* START Given data *

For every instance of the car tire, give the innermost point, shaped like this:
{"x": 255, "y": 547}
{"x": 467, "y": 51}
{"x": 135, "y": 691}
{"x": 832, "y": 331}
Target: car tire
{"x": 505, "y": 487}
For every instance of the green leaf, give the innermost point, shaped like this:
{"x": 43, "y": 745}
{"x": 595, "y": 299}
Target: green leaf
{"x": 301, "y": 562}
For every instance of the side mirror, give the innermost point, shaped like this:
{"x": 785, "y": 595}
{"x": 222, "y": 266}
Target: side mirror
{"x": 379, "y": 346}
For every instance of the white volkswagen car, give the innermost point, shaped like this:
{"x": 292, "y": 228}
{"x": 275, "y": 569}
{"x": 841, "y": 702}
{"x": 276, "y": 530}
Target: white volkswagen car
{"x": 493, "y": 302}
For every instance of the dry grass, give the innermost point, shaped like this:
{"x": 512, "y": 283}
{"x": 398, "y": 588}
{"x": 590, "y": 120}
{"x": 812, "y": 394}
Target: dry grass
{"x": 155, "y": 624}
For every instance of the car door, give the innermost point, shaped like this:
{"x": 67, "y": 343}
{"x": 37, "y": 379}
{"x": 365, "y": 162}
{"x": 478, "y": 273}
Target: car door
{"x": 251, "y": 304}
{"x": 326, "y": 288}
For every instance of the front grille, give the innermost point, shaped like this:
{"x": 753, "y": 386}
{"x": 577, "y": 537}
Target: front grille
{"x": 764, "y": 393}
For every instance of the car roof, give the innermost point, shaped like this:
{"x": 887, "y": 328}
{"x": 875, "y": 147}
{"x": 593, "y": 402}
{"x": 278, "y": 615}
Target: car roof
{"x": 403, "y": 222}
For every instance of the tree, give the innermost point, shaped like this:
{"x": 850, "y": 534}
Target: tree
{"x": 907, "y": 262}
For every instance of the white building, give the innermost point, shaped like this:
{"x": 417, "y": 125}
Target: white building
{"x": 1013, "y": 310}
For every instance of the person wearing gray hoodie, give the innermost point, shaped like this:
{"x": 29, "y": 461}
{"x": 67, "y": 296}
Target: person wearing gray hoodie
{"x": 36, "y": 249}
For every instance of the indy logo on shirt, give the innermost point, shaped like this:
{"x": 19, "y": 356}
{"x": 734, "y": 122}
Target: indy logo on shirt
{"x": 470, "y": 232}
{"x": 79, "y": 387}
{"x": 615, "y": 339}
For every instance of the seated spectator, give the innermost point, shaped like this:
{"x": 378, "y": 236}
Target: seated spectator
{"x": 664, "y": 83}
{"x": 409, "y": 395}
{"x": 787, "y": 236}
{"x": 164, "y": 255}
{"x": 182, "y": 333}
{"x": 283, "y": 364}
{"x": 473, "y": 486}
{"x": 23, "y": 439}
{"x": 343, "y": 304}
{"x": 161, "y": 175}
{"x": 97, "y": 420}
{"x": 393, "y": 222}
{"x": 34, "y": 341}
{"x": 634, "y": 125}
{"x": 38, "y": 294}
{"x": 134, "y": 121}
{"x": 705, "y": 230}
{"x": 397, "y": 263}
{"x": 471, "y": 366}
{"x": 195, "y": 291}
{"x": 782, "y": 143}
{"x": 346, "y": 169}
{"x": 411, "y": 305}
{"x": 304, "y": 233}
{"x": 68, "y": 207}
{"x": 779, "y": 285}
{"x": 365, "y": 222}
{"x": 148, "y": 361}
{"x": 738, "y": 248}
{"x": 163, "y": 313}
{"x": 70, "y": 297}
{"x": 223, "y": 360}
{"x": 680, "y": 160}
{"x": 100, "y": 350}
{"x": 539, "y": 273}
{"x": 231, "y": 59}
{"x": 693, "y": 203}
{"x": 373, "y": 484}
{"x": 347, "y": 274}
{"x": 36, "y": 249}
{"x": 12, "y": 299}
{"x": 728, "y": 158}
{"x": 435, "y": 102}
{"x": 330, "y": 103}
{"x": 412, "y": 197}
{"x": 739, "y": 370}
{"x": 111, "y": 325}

* END Given data *

→ **Written task**:
Please put every line of the items above into a numbered list, leaving out any blank lines.

→ **Result of the exercise**:
1. For every instance of the car tire, give the innermost point, shaped like this:
2. {"x": 255, "y": 547}
3. {"x": 467, "y": 51}
4. {"x": 135, "y": 691}
5. {"x": 832, "y": 331}
6. Target: car tire
7. {"x": 505, "y": 487}
8. For every instance of the green leaf, give the innermost point, shaped like this:
9. {"x": 43, "y": 745}
10. {"x": 595, "y": 299}
11. Target: green leaf
12. {"x": 301, "y": 562}
13. For every instance of the side mirror, give the innermost point, shaped like this:
14. {"x": 785, "y": 595}
15. {"x": 222, "y": 266}
16. Target: side mirror
17. {"x": 379, "y": 346}
18. For every instance of the white volkswagen car, give the innermost point, shaped like this:
19. {"x": 292, "y": 228}
20. {"x": 275, "y": 569}
21. {"x": 841, "y": 702}
22. {"x": 276, "y": 530}
23. Target: white volkswagen car
24. {"x": 493, "y": 302}
25. For every instance of the dry grass, give the innermost point, shaped like this:
26. {"x": 512, "y": 283}
27. {"x": 398, "y": 588}
28. {"x": 590, "y": 120}
29. {"x": 812, "y": 394}
30. Target: dry grass
31. {"x": 155, "y": 624}
32. For every instance of the car door, give the innermost point, shaped like this:
33. {"x": 67, "y": 343}
34. {"x": 37, "y": 379}
35. {"x": 365, "y": 162}
36. {"x": 478, "y": 273}
37. Target: car door
38. {"x": 251, "y": 304}
39. {"x": 326, "y": 288}
40. For every instance of the front grille, give the innermost point, shaped like this:
41. {"x": 753, "y": 386}
42. {"x": 577, "y": 537}
43. Target: front grille
44. {"x": 764, "y": 393}
45. For every instance of the car roof, give the innermost point, shaped like this:
46. {"x": 887, "y": 328}
47. {"x": 875, "y": 147}
48. {"x": 593, "y": 402}
49. {"x": 278, "y": 615}
50. Target: car roof
51. {"x": 403, "y": 222}
52. For every instance of the tree, give the innermost point, shaped like this:
53. {"x": 850, "y": 534}
54. Target: tree
55. {"x": 907, "y": 262}
56. For every instance of the white building, give the innermost point, shaped like this:
57. {"x": 417, "y": 125}
58. Target: white building
59. {"x": 1013, "y": 310}
60. For every instance of the person wearing gray hoodie, give the innermost point, shaped like this:
61. {"x": 29, "y": 461}
62. {"x": 67, "y": 296}
63. Target: person wearing gray hoodie
64. {"x": 36, "y": 249}
65. For every instance of the indy logo on shirt, give the innermost point, shaped like this:
66. {"x": 19, "y": 356}
67. {"x": 734, "y": 122}
68. Target: indy logo on shirt
69. {"x": 470, "y": 232}
70. {"x": 79, "y": 387}
71. {"x": 615, "y": 339}
72. For every instance of the seated spectator, give the innermost point, shaped like this:
73. {"x": 378, "y": 236}
74. Target: seated spectator
75. {"x": 664, "y": 83}
76. {"x": 409, "y": 395}
77. {"x": 787, "y": 236}
78. {"x": 164, "y": 255}
79. {"x": 182, "y": 333}
80. {"x": 283, "y": 364}
81. {"x": 473, "y": 486}
82. {"x": 23, "y": 439}
83. {"x": 343, "y": 304}
84. {"x": 161, "y": 175}
85. {"x": 97, "y": 420}
86. {"x": 393, "y": 222}
87. {"x": 34, "y": 341}
88. {"x": 634, "y": 125}
89. {"x": 38, "y": 294}
90. {"x": 134, "y": 121}
91. {"x": 705, "y": 230}
92. {"x": 397, "y": 263}
93. {"x": 471, "y": 366}
94. {"x": 195, "y": 291}
95. {"x": 782, "y": 143}
96. {"x": 346, "y": 169}
97. {"x": 411, "y": 305}
98. {"x": 304, "y": 233}
99. {"x": 68, "y": 207}
100. {"x": 779, "y": 285}
101. {"x": 365, "y": 222}
102. {"x": 148, "y": 361}
103. {"x": 738, "y": 248}
104. {"x": 163, "y": 313}
105. {"x": 70, "y": 297}
106. {"x": 223, "y": 360}
107. {"x": 680, "y": 160}
108. {"x": 100, "y": 350}
109. {"x": 539, "y": 273}
110. {"x": 231, "y": 59}
111. {"x": 693, "y": 203}
112. {"x": 373, "y": 484}
113. {"x": 347, "y": 274}
114. {"x": 36, "y": 249}
115. {"x": 12, "y": 299}
116. {"x": 728, "y": 158}
117. {"x": 435, "y": 102}
118. {"x": 330, "y": 103}
119. {"x": 412, "y": 197}
120. {"x": 739, "y": 370}
121. {"x": 111, "y": 325}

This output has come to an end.